### Required task:
Output these lines as a numbered list, skipping any blank lines, and do this for every item.

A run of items
....................
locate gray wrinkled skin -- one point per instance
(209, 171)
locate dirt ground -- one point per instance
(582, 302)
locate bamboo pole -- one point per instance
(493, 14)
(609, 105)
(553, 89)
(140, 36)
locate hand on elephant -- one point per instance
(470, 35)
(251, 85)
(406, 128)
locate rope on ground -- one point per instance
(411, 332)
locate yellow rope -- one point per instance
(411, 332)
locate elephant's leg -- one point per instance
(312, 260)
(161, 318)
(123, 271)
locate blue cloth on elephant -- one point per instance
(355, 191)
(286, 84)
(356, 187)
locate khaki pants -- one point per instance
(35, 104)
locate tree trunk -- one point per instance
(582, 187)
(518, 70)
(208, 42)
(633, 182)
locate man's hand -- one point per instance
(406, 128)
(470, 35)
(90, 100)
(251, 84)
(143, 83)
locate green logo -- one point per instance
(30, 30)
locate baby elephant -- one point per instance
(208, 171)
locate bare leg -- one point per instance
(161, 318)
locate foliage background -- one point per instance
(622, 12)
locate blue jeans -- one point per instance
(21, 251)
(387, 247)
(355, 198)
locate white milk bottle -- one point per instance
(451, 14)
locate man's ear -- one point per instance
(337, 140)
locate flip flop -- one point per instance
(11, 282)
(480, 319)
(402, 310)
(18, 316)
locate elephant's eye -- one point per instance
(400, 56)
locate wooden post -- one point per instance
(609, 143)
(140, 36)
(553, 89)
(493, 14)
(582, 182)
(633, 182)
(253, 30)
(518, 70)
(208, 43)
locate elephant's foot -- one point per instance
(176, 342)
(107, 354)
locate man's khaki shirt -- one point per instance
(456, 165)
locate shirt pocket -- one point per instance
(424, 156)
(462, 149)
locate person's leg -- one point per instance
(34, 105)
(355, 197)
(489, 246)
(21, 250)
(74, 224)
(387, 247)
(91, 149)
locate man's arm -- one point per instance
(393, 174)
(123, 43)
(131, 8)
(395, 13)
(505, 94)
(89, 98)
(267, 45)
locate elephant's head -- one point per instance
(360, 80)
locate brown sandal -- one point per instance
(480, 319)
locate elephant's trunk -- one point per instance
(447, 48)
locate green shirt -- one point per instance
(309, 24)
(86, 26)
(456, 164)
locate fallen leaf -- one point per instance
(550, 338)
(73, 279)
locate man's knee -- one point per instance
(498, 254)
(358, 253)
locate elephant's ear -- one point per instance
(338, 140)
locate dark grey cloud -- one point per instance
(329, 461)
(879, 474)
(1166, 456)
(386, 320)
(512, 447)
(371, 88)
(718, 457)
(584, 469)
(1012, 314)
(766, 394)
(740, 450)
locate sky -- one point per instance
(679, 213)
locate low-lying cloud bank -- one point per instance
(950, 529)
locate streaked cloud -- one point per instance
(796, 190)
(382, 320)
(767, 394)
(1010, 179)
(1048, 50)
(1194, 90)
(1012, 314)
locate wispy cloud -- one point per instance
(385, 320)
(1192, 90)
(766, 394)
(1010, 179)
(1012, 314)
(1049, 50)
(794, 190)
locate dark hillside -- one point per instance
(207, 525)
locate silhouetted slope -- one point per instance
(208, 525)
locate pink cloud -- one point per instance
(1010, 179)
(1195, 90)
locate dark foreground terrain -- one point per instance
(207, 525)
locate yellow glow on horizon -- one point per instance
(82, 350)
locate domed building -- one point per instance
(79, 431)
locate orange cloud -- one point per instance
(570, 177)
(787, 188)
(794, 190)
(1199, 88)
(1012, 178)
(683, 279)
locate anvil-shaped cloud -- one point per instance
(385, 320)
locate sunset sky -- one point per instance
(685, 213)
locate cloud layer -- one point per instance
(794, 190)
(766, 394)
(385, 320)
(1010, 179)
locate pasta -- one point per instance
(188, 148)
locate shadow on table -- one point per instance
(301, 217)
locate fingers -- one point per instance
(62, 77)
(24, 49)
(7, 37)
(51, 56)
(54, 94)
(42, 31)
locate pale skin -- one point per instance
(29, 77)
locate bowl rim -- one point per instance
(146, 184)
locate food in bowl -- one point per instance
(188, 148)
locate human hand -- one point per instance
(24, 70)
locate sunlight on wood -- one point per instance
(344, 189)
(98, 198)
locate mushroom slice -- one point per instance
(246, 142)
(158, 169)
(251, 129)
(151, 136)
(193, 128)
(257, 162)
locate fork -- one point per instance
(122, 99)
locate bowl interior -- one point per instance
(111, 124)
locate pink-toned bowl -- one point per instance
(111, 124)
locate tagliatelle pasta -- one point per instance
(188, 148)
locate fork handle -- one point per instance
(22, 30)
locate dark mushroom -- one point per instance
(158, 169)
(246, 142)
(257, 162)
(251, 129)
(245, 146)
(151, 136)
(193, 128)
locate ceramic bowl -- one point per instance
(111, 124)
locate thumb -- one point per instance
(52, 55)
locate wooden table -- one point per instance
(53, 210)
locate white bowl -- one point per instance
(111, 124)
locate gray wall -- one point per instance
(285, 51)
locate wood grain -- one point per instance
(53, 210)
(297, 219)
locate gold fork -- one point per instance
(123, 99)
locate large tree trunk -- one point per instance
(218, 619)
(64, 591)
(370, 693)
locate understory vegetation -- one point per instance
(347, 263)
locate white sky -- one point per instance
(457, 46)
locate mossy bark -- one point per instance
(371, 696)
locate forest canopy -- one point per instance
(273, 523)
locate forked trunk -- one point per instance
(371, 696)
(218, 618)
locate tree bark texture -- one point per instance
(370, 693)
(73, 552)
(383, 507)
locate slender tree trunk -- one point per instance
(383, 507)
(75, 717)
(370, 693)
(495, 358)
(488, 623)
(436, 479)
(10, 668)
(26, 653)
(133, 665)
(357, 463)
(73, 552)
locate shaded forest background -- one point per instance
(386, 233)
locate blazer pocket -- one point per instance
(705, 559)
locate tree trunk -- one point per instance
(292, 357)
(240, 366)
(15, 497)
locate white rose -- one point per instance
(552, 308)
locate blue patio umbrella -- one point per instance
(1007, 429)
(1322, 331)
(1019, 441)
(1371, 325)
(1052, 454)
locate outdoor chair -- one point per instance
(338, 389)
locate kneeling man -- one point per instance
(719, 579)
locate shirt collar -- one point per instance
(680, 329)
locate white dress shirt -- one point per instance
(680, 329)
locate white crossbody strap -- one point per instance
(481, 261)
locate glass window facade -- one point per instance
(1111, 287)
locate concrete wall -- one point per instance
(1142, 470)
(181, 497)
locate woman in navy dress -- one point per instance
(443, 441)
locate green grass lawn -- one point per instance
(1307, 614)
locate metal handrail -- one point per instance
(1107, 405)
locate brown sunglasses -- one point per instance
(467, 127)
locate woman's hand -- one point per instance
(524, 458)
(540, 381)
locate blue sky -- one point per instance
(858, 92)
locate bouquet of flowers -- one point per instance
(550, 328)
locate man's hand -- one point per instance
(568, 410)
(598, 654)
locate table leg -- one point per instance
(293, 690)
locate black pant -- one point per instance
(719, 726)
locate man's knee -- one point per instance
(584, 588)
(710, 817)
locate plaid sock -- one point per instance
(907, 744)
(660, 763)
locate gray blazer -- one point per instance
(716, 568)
....................
### The completed task:
1. locate gray wrinkled skin -- one point per instance
2. (209, 171)
3. locate dirt ground -- one point per instance
4. (582, 302)
5. locate bamboo pole -- one point per instance
6. (493, 14)
7. (609, 105)
8. (553, 89)
9. (140, 36)
10. locate hand on elephant -- one point per instance
11. (470, 35)
12. (251, 85)
13. (406, 128)
14. locate rope on ground -- one point per instance
15. (411, 332)
16. locate yellow rope -- one point per instance
17. (411, 332)
18. locate elephant's leg -- one point per instance
19. (312, 260)
20. (161, 318)
21. (123, 271)
22. locate blue cloth on elephant -- one point per instance
23. (355, 191)
24. (286, 84)
25. (356, 187)
26. locate khaki pants -- one point per instance
27. (35, 104)
28. locate tree trunk -- one point per instance
29. (582, 187)
30. (518, 70)
31. (208, 42)
32. (633, 182)
33. locate man's hand -- one point per instance
34. (406, 128)
35. (470, 35)
36. (90, 100)
37. (251, 84)
38. (143, 83)
39. locate green logo -- one point per instance
40. (30, 30)
41. locate baby elephant -- one point per instance
42. (208, 171)
43. locate bare leg -- one point per instance
44. (161, 318)
45. locate foliage background -- one point per instance
46. (622, 12)
47. locate blue jeans -- one point per instance
48. (21, 251)
49. (387, 247)
50. (355, 198)
51. locate white milk bottle -- one point per instance
52. (451, 14)
53. locate man's ear -- one point per instance
54. (337, 140)
55. locate flip flop -- one point per instance
56. (11, 282)
57. (480, 319)
58. (402, 310)
59. (18, 316)
60. locate elephant's eye -- one point per instance
61. (400, 56)
62. locate wooden post -- one point per instance
63. (609, 143)
64. (140, 36)
65. (553, 89)
66. (493, 14)
67. (582, 182)
68. (633, 182)
69. (253, 30)
70. (518, 70)
71. (208, 43)
72. locate elephant's foot -- one point per instance
73. (176, 342)
74. (107, 354)
75. locate man's khaki shirt -- one point per instance
76. (456, 165)
77. locate shirt pocket -- one point per instance
78. (424, 156)
79. (462, 149)
80. locate person's leg -- one point per instance
81. (34, 105)
82. (355, 197)
83. (489, 246)
84. (21, 250)
85. (74, 224)
86. (387, 247)
87. (91, 149)
88. locate man's arm -- one point per instance
89. (393, 174)
90. (123, 43)
91. (131, 8)
92. (395, 13)
93. (505, 94)
94. (89, 98)
95. (267, 45)
96. locate elephant's head -- one point per instance
97. (360, 80)
98. locate brown sandal -- one point per instance
99. (480, 319)
100. locate elephant's trunk -- one point per instance
101. (447, 48)
102. locate green shirt -- one point per instance
103. (309, 24)
104. (86, 26)
105. (456, 164)
106. locate fallen leaf -- one point per instance
107. (550, 338)
108. (73, 279)
109. locate man's knee -- one point per instance
110. (498, 254)
111. (358, 253)
112. locate elephant's ear -- one point per instance
113. (338, 140)
114. locate dark grey cloud -- one point per instance
115. (329, 461)
116. (879, 474)
117. (1166, 456)
118. (386, 320)
119. (512, 447)
120. (371, 88)
121. (718, 457)
122. (584, 469)
123. (1012, 314)
124. (766, 394)
125. (740, 450)
126. locate sky -- one point per instance
127. (679, 213)
128. locate low-lying cloud bank -- one point per instance
129. (950, 529)
130. locate streaked cloud -- one point per instance
131. (796, 190)
132. (382, 320)
133. (767, 394)
134. (1010, 179)
135. (1048, 50)
136. (1194, 90)
137. (1012, 314)
138. locate wispy cloud -- one point per instance
139. (385, 320)
140. (1192, 90)
141. (766, 394)
142. (1010, 179)
143. (1012, 314)
144. (1049, 50)
145. (794, 190)
146. locate dark hillside -- one point per instance
147. (207, 525)
148. locate silhouetted slope -- one point per instance
149. (208, 525)
150. locate pink cloud -- one point per instance
151. (1010, 179)
152. (1195, 90)
153. locate dark foreground terrain -- one point per instance
154. (207, 525)
155. locate yellow glow on horizon -- one point per instance
156. (82, 350)
157. locate domed building -- one point per instance
158. (79, 431)
159. locate orange cloud -- one point per instance
160. (570, 177)
161. (787, 188)
162. (794, 190)
163. (1199, 88)
164. (1012, 178)
165. (683, 279)
166. locate anvil-shaped cloud -- one point per instance
167. (385, 320)
168. locate sunset sky -- one point per instance
169. (685, 213)
170. locate cloud layer -- one point per instance
171. (794, 190)
172. (766, 394)
173. (385, 320)
174. (1010, 179)
175. locate pasta -- one point per instance
176. (188, 148)
177. locate shadow on table -- one point per instance
178. (301, 217)
179. locate fingers -- one point per instance
180. (62, 77)
181. (24, 49)
182. (7, 37)
183. (51, 56)
184. (54, 94)
185. (42, 31)
186. locate pale skin -- one point per instance
187. (29, 77)
188. locate bowl rim -- one point per instance
189. (146, 184)
190. locate food in bowl -- one point per instance
191. (188, 148)
192. locate human hand -- one point per instance
193. (24, 70)
194. locate sunlight on wood -- one point per instance
195. (344, 189)
196. (98, 198)
197. locate mushroom slice -- one point per instance
198. (246, 142)
199. (158, 169)
200. (251, 129)
201. (151, 136)
202. (193, 128)
203. (257, 162)
204. locate fork -- one point per instance
205. (122, 99)
206. locate bowl interior -- one point per instance
207. (111, 124)
208. locate pink-toned bowl -- one point per instance
209. (111, 124)
210. locate tagliatelle pasta -- one point per instance
211. (188, 148)
212. locate fork handle -- one point per instance
213. (22, 30)
214. locate dark mushroom -- one point per instance
215. (158, 169)
216. (246, 142)
217. (257, 162)
218. (251, 129)
219. (245, 146)
220. (151, 136)
221. (193, 128)
222. locate ceramic bowl -- one point per instance
223. (111, 124)
224. locate thumb -- one point per instance
225. (52, 55)
226. locate wooden table -- one point per instance
227. (53, 210)
228. locate white bowl -- one point per instance
229. (111, 124)
230. locate gray wall -- one point per instance
231. (285, 51)
232. locate wood grain -- one point per instance
233. (53, 210)
234. (297, 219)
235. locate gold fork -- one point per instance
236. (123, 99)
237. locate large tree trunk -- one point per instance
238. (218, 619)
239. (64, 591)
240. (370, 693)
241. locate understory vegetation -- one point per instance
242. (347, 263)
243. locate white sky -- one point per instance
244. (457, 46)
245. locate mossy bark -- one point per instance
246. (371, 696)
247. locate forest canopy -- one point per instance
248. (273, 523)
249. locate forked trunk -- one point per instance
250. (371, 696)
251. (218, 618)
252. locate tree bark texture -- one point per instance
253. (370, 693)
254. (73, 552)
255. (383, 507)
256. locate slender tree trunk -- one point per instance
257. (383, 507)
258. (75, 717)
259. (370, 693)
260. (495, 358)
261. (488, 623)
262. (436, 479)
263. (10, 668)
264. (26, 653)
265. (133, 665)
266. (357, 463)
267. (73, 552)
268. locate shaded forest background -- one point per instance
269. (386, 233)
270. locate blazer pocket -- one point per instance
271. (705, 559)
272. locate tree trunk -- one point per instance
273. (292, 357)
274. (240, 366)
275. (15, 497)
276. locate white rose -- one point per instance
277. (552, 308)
278. locate blue patio umbrella -- one point per instance
279. (1007, 429)
280. (1322, 331)
281. (1019, 441)
282. (1371, 325)
283. (1052, 454)
284. locate outdoor chair -- one point per instance
285. (338, 389)
286. locate kneeling man -- one point per instance
287. (719, 579)
288. locate shirt collar -- one point per instance
289. (680, 329)
290. locate white dress shirt -- one point per instance
291. (680, 329)
292. locate white crossbody strap -- one point per instance
293. (481, 261)
294. locate glass window facade -- one point per instance
295. (1111, 287)
296. locate concrete wall -- one point per instance
297. (1142, 470)
298. (181, 497)
299. locate woman in navy dress -- one point per instance
300. (443, 441)
301. locate green grass lawn -- one point per instance
302. (1307, 614)
303. locate metal handrail -- one point per instance
304. (1107, 405)
305. locate brown sunglasses -- one point per instance
306. (467, 127)
307. locate woman's hand -- one point per instance
308. (524, 458)
309. (540, 381)
310. locate blue sky -- one point per instance
311. (858, 92)
312. locate bouquet of flowers -- one point per instance
313. (550, 328)
314. locate man's hand -- one point per instance
315. (568, 410)
316. (598, 654)
317. locate table leg -- one point per instance
318. (293, 690)
319. locate black pant -- one point per instance
320. (719, 726)
321. locate man's knee -- one point per instance
322. (584, 588)
323. (710, 817)
324. locate plaid sock -- one point per instance
325. (907, 744)
326. (660, 763)
327. locate gray blazer -- one point per instance
328. (716, 568)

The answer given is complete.